**Task objective:** All lines in the data below carrying the string "blurred" are to be located and copied.

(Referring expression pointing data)
'''

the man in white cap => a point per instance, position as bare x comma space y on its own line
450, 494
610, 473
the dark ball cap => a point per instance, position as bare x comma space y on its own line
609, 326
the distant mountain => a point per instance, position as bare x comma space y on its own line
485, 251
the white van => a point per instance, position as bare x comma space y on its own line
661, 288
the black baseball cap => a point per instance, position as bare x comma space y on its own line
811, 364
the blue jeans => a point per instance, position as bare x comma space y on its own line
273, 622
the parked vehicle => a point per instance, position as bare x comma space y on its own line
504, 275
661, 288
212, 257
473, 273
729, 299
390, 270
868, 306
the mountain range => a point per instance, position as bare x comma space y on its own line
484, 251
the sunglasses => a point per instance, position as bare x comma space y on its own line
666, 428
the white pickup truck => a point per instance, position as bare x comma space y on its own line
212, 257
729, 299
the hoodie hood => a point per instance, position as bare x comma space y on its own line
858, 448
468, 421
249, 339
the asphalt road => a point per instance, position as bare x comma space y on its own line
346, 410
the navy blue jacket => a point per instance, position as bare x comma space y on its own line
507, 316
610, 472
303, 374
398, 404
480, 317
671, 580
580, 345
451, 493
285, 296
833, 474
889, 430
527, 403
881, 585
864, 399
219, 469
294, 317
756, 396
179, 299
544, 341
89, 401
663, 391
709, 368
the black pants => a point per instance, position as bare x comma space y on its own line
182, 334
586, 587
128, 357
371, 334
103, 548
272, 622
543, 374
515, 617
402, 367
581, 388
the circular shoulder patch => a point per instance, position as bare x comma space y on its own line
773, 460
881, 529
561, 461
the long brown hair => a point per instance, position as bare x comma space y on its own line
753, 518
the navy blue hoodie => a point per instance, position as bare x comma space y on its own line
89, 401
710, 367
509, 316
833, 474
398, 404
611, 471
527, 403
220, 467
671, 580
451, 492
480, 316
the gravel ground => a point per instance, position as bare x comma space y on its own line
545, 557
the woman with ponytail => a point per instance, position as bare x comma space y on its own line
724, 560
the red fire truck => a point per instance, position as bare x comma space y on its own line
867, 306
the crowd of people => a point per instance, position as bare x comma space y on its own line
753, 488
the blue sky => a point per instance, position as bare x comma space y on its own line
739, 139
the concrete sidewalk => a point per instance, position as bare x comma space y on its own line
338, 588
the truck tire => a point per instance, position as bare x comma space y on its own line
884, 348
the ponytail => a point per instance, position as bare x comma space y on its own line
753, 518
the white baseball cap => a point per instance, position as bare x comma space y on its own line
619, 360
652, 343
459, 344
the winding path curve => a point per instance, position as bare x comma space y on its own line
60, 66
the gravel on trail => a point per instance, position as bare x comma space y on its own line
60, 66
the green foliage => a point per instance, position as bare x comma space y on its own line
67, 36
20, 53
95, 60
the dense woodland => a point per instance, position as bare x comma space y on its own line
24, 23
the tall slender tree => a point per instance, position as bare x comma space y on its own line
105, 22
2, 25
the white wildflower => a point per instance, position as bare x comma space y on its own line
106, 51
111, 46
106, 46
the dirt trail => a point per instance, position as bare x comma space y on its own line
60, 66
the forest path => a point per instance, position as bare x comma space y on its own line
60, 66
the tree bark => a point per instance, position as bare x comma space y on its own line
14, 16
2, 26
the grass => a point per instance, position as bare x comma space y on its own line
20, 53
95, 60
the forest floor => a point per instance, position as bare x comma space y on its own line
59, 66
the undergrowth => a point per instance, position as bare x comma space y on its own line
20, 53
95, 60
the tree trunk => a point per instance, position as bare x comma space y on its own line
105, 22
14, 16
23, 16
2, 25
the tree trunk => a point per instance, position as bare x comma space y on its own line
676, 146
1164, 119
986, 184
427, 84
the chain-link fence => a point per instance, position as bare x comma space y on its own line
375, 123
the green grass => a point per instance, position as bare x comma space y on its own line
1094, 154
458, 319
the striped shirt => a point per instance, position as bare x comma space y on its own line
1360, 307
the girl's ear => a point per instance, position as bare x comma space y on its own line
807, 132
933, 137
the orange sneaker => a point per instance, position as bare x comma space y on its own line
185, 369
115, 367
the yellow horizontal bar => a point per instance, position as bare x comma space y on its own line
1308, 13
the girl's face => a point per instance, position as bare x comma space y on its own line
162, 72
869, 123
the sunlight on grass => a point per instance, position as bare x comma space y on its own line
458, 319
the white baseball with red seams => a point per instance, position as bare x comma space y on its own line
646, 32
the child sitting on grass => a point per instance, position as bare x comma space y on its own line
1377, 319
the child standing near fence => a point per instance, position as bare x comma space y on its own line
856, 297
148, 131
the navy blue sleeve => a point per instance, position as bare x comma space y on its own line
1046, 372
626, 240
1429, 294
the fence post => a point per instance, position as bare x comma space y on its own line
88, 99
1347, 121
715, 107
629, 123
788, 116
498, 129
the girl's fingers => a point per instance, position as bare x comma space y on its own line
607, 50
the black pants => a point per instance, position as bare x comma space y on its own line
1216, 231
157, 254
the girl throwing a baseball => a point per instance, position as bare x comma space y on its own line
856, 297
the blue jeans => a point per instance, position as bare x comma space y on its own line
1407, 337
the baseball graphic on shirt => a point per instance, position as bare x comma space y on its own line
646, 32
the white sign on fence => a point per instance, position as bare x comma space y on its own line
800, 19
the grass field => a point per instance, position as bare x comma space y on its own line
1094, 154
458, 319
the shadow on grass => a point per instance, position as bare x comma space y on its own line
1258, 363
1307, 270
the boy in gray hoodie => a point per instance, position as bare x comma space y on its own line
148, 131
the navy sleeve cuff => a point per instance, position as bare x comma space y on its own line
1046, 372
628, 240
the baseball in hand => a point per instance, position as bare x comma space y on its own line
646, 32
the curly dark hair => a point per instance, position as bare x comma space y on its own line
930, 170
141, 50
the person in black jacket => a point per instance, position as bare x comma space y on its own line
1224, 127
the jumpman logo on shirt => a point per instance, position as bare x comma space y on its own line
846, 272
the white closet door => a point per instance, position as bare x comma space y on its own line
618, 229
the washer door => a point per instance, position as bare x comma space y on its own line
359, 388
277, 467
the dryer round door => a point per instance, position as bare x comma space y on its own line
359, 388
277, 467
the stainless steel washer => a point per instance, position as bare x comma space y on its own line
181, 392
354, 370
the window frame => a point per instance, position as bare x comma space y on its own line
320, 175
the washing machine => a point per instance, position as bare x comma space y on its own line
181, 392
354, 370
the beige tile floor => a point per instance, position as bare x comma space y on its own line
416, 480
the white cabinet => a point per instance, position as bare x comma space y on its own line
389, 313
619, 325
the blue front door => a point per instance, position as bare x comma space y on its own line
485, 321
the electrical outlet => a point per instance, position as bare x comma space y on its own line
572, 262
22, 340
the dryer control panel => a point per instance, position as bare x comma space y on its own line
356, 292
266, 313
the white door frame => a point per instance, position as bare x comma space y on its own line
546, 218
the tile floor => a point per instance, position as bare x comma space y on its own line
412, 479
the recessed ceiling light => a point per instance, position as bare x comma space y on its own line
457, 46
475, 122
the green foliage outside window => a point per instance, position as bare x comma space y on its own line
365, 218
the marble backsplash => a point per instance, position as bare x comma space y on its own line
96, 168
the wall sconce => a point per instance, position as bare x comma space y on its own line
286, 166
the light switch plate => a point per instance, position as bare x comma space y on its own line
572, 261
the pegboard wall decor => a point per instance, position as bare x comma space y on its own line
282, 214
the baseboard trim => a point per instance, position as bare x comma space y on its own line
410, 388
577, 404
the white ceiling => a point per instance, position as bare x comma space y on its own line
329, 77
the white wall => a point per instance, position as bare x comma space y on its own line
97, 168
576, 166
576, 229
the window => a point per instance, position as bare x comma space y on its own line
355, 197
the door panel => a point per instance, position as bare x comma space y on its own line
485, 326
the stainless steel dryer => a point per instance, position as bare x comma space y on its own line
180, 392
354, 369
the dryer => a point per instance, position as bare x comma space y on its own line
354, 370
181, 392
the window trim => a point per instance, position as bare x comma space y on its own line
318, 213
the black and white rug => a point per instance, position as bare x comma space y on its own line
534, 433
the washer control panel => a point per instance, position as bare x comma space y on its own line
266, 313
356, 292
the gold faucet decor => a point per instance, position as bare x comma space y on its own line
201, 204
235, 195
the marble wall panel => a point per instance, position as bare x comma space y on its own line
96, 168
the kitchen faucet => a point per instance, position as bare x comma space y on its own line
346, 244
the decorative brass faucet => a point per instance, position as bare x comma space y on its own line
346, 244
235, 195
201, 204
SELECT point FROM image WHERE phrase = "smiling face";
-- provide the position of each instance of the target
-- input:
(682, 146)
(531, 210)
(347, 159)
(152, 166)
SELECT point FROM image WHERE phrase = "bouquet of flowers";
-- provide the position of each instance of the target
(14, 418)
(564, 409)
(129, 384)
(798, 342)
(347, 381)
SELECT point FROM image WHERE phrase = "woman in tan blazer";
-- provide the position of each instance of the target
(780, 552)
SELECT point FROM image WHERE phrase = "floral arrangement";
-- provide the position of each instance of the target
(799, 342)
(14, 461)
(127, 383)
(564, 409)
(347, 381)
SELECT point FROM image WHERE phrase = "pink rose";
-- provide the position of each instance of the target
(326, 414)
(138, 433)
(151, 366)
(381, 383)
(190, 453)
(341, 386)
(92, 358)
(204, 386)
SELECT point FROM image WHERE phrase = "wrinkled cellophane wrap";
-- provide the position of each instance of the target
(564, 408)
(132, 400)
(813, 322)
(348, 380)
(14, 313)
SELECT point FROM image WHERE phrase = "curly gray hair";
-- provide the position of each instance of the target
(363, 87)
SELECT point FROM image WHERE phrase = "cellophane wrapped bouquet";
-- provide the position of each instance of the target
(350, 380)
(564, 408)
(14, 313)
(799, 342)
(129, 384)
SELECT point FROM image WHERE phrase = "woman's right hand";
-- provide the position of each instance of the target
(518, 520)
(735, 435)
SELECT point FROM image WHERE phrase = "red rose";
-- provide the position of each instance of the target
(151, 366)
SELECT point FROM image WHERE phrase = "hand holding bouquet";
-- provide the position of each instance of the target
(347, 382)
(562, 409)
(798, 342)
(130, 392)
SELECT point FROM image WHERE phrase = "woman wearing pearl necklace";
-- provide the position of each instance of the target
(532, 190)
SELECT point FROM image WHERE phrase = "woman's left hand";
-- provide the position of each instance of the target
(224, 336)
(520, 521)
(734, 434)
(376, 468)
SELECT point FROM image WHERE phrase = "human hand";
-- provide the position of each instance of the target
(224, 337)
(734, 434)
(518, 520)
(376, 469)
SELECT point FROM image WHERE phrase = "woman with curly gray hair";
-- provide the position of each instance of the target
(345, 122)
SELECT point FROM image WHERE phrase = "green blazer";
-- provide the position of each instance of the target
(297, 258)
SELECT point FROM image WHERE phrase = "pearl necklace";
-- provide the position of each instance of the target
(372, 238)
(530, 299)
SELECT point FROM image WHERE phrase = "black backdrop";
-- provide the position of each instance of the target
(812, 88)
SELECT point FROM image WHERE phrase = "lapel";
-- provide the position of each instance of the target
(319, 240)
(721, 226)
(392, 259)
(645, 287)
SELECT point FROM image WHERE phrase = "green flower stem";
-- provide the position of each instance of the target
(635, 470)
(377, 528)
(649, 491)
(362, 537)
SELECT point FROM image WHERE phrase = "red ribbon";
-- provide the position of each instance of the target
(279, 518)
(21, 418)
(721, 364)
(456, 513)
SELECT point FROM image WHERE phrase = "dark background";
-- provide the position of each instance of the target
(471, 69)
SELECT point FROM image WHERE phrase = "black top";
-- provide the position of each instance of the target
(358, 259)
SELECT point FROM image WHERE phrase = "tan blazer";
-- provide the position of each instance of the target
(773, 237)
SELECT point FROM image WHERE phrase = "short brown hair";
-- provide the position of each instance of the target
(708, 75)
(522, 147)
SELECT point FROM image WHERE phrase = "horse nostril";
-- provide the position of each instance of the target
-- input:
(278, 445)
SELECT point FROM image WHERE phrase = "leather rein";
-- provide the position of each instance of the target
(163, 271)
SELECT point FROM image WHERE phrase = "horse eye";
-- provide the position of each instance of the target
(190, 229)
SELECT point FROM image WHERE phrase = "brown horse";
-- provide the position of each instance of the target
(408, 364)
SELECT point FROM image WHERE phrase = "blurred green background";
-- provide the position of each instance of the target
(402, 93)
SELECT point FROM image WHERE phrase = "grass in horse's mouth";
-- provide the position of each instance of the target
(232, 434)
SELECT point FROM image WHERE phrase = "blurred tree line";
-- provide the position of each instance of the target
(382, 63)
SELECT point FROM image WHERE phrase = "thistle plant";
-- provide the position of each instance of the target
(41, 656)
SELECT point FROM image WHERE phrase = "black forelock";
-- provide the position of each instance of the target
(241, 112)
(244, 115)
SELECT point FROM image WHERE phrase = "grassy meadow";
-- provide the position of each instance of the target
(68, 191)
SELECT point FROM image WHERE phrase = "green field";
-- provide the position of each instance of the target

'''

**Solution:**
SELECT point FROM image WHERE phrase = "blurred green background";
SELECT point FROM image WHERE phrase = "blurred tree line";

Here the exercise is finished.